*Your tasks*
- a) Name the sports that Mike wanted to play this past fall, according to the essay on youth recreation sports.
- b) In the records, switch "medical worker" to "health care worker" everywhere from the line containing "Which spot lies innermost in each instance of the iv" down through the end of the records, and give that stretch again with nothing else altered.

One of the most consistently hysterical things about youth recreation sports is the way that the moms are in charge of just about everything. I’m not talking about just the snack bar and the volunteer fundraisers and the “Team Mom” communications.
I’m talking about the very essence of youth sports recreation – whether or not the kids are even there.
“How ya doing,” the photographer who took pictures at the basketball tournament Easter weekend said to me this week.
“I’m aggravated right now,” I offered candidly. “My wife won’t let my son go to his basketball game tonight because he’s overloaded with homework. I made a commitment to the coach and now he may be short of players, but there’s nothing I can do.”
“Oh, Lordy!” He exclaimed. “I’ve been there. Just do what they say. They’re in charge. You don’t know nothin’. Biggest thing is, if you do what they say, you won’t have to hear about it later.”
The previous week, I was asking another Dad if his son could play in an AAU basketball game the next weekend. This is a man’s man, a guy who coaches three sports with an appropriate authoritarian approach, who, you would guess, wears the pants in his family.
My question about his son’s availability drew a blank, uncomfortable, vulnerable stare. My first impression was that some outside force had rendered him speechless for some reason. Then, he blurted. “Oh, I don’t know anything about that. I have no idea. You’ll have to talk to my wife.”
His tone made it clear that he wanted me to take that last sentence literally. This guy, who may be a captain of industry at the office, was not going to be making any executive decisions here. He did not want to be in the middle of this one. He was clearly out of political capital with the real boss. He knew that I knew his wife and that was enough of an opening to get him out of this deal. He didn’t say “she’s in charge,” but he didn’t have to. He knew and I knew, because most dads are in the same boat, including me.
So this past fall, Mike wanted to play three sports. Football for his new middle school, fall baseball in the town league and rec league basketball for a team that I was coaching. With school underway and Mike engaging the challenging 7th grade curriculum, we knew it would be a tight squeeze schedule-wise, but the opening was there:
• Football practice and games were all after school on weekdays
• Basketball had no practices and games only on late Sunday afternoons or evenings
• Baseball was during daylight on the weekends
So we got started and the inevitable happened. Homework and tests were incessant and increasing and there were elaborate projects that required kids to work together outside of the classroom. The concept of learning a foreign language -- Spanish -- was something Mike did not take well to.

(Location identification records)
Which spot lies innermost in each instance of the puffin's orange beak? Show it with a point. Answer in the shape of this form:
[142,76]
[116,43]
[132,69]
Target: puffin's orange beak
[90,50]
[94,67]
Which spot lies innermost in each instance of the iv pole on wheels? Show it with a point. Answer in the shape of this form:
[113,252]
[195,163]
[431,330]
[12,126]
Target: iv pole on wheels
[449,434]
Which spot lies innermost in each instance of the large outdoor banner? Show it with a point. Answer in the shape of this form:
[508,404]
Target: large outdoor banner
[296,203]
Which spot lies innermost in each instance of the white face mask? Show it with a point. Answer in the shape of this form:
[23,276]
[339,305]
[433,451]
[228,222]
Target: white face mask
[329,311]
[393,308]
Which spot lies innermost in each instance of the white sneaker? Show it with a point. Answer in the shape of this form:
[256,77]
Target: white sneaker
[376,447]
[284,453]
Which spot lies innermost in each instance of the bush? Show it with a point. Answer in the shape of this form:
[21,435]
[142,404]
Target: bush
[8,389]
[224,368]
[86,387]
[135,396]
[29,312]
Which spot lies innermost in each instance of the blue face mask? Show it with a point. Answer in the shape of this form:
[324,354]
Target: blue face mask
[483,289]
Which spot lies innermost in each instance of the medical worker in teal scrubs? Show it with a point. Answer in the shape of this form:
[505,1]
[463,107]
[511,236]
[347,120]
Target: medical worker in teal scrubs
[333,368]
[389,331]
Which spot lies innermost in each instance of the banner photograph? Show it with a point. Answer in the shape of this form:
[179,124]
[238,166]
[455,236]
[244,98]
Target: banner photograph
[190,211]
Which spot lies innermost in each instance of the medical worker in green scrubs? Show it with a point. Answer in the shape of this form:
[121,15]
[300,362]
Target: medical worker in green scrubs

*Responses to the exercise*
- a) Football for his new middle school, fall baseball in the town league, and rec league basketball.

- b)
Which spot lies innermost in each instance of the iv pole on wheels? Show it with a point. Answer in the shape of this form:
[113,252]
[195,163]
[431,330]
[12,126]
Target: iv pole on wheels
[449,434]
Which spot lies innermost in each instance of the large outdoor banner? Show it with a point. Answer in the shape of this form:
[508,404]
Target: large outdoor banner
[296,203]
Which spot lies innermost in each instance of the white face mask? Show it with a point. Answer in the shape of this form:
[23,276]
[339,305]
[433,451]
[228,222]
Target: white face mask
[329,311]
[393,308]
Which spot lies innermost in each instance of the white sneaker? Show it with a point. Answer in the shape of this form:
[256,77]
Target: white sneaker
[376,447]
[284,453]
Which spot lies innermost in each instance of the bush? Show it with a point. Answer in the shape of this form:
[21,435]
[142,404]
Target: bush
[8,389]
[224,368]
[86,387]
[135,396]
[29,312]
Which spot lies innermost in each instance of the blue face mask? Show it with a point. Answer in the shape of this form:
[324,354]
Target: blue face mask
[483,289]
Which spot lies innermost in each instance of the health care worker in teal scrubs? Show it with a point. Answer in the shape of this form:
[505,1]
[463,107]
[511,236]
[347,120]
Target: health care worker in teal scrubs
[333,368]
[389,331]
Which spot lies innermost in each instance of the banner photograph? Show it with a point. Answer in the shape of this form:
[179,124]
[238,166]
[455,236]
[244,98]
Target: banner photograph
[190,211]
Which spot lies innermost in each instance of the health care worker in green scrubs? Show it with a point. Answer in the shape of this form:
[121,15]
[300,362]
Target: health care worker in green scrubs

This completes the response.